What you will do =
Copy out the lines below, unchanged, from the line containing "instances of bush." through the line containing "[0,185,153,404]", with both of those lines included.

Material for the task =
* BEGIN *

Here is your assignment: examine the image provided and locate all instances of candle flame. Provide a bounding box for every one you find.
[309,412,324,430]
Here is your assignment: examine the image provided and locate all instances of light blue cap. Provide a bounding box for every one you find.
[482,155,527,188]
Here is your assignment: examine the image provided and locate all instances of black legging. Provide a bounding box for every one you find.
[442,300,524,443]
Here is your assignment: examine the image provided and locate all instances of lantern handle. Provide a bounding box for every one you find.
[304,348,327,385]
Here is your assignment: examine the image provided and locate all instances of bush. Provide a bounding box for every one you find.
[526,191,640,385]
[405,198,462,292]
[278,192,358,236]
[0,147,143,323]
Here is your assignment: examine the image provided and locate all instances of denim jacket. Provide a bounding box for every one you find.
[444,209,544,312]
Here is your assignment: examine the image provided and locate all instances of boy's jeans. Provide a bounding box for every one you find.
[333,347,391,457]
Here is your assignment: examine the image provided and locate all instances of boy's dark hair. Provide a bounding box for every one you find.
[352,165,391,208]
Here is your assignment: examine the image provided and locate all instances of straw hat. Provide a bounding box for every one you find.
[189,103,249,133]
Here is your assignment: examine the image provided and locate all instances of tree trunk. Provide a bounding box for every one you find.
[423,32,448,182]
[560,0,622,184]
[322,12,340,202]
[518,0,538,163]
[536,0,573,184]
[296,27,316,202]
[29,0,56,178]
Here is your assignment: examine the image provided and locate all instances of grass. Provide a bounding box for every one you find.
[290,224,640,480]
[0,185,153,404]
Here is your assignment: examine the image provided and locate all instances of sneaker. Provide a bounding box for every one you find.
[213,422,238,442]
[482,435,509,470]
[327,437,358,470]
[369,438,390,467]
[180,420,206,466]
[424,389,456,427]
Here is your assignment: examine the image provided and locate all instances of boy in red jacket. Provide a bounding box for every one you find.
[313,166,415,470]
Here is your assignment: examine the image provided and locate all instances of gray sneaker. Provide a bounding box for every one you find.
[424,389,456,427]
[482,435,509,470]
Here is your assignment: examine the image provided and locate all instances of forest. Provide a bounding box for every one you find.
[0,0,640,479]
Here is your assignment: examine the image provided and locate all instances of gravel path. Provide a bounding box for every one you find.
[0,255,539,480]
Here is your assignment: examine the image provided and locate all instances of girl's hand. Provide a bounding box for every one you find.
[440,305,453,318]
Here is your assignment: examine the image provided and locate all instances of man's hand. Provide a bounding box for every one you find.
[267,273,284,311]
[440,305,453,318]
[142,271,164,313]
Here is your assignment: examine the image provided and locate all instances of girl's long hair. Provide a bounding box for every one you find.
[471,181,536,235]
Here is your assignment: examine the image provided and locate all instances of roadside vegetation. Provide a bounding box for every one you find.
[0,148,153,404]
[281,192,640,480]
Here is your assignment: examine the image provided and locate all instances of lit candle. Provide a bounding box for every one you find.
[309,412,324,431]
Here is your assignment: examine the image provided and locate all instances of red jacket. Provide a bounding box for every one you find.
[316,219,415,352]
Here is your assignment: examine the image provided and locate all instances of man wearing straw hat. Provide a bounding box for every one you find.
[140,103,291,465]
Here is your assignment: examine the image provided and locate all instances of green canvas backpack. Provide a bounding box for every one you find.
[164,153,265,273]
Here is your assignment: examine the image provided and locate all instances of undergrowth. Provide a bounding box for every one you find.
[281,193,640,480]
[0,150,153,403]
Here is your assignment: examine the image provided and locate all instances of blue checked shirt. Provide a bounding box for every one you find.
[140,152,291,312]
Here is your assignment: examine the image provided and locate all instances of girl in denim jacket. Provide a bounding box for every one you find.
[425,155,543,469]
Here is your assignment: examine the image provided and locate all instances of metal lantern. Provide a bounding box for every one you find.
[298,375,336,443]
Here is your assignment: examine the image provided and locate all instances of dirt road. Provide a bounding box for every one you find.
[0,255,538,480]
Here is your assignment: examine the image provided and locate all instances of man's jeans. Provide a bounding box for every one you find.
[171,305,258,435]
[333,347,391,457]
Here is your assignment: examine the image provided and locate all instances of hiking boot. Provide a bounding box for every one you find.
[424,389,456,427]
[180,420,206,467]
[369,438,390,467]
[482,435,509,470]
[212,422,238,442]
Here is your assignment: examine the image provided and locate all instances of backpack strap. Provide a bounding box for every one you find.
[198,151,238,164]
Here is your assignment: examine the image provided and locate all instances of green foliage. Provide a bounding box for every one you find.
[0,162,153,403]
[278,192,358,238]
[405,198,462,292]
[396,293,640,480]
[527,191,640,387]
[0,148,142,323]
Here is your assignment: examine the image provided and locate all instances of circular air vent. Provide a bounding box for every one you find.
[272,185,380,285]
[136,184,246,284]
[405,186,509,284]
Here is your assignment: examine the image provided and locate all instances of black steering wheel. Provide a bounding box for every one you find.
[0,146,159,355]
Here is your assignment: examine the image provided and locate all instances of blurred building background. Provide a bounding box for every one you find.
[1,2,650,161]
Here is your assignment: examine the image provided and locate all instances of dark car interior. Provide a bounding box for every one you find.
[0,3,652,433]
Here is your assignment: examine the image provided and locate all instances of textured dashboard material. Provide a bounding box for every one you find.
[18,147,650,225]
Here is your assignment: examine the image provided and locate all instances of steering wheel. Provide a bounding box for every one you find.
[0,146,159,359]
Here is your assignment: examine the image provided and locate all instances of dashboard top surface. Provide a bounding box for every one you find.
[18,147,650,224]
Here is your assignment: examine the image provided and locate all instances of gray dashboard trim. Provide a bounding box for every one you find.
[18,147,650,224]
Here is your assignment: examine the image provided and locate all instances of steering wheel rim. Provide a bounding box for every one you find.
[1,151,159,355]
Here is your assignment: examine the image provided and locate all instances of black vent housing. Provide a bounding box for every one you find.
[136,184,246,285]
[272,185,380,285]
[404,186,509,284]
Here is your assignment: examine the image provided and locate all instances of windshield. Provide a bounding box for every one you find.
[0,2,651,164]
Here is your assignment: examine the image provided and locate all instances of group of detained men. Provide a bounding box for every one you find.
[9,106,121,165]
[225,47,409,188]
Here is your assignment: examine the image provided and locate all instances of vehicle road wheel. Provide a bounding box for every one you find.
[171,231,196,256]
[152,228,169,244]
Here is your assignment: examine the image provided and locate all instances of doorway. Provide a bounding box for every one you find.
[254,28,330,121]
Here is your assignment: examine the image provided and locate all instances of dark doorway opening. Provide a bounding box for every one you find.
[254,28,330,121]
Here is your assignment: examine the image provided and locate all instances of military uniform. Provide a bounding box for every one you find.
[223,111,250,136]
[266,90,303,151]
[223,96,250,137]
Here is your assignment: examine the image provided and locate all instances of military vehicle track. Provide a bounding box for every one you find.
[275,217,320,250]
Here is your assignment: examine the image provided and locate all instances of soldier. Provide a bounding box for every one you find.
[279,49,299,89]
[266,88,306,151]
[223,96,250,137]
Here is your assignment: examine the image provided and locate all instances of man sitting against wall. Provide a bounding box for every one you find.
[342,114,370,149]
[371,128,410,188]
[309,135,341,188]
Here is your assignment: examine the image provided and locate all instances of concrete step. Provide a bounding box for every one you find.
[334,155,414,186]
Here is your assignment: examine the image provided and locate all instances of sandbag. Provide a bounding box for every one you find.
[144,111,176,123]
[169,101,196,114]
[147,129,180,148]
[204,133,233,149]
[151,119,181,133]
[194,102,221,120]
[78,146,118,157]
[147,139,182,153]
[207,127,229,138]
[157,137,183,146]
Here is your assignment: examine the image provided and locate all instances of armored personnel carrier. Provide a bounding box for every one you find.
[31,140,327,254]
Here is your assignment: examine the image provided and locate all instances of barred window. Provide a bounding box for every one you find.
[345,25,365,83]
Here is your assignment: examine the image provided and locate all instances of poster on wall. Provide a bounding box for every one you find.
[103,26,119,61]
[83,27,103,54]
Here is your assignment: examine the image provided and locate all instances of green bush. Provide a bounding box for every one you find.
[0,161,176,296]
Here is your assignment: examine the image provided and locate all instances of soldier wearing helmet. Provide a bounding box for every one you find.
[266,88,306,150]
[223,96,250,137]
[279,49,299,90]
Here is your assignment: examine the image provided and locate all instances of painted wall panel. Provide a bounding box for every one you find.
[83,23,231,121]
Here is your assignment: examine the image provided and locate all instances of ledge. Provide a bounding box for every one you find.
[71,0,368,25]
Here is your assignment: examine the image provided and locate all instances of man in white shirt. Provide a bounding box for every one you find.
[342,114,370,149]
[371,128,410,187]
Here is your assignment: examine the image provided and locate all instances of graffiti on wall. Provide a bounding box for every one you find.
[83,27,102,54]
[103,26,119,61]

* END *

The output =
Here is your assignment: examine the image provided and locate all instances of bush. Provide a bounding box for every one you find.
[526,191,640,385]
[405,198,462,292]
[278,192,358,236]
[0,147,143,323]
Here is your assignment: examine the image provided and locate all instances of denim jacket. Provide a bounding box for every one you find.
[444,209,544,312]
Here is your assignment: examine the image provided and locate all instances of boy's jeans. Provide a bounding box for every one you find.
[333,347,391,457]
Here is your assignment: examine the image provided and locate all instances of boy's dark hair. Provide a bounding box for every one you find.
[352,165,391,208]
Here is your assignment: examine the image provided and locate all instances of straw hat. Provide a bounding box for every one you find.
[189,103,249,133]
Here is your assignment: examine the image provided and locate all instances of tree trunk. Provide a bounding box for every one you find.
[423,32,448,182]
[560,0,622,184]
[322,12,340,202]
[518,0,538,163]
[536,0,573,184]
[296,27,316,202]
[29,0,56,178]
Here is your assignment: examine the image provided and locate all instances of grass. Provide a bounding box for every one you find.
[290,224,640,480]
[0,185,153,404]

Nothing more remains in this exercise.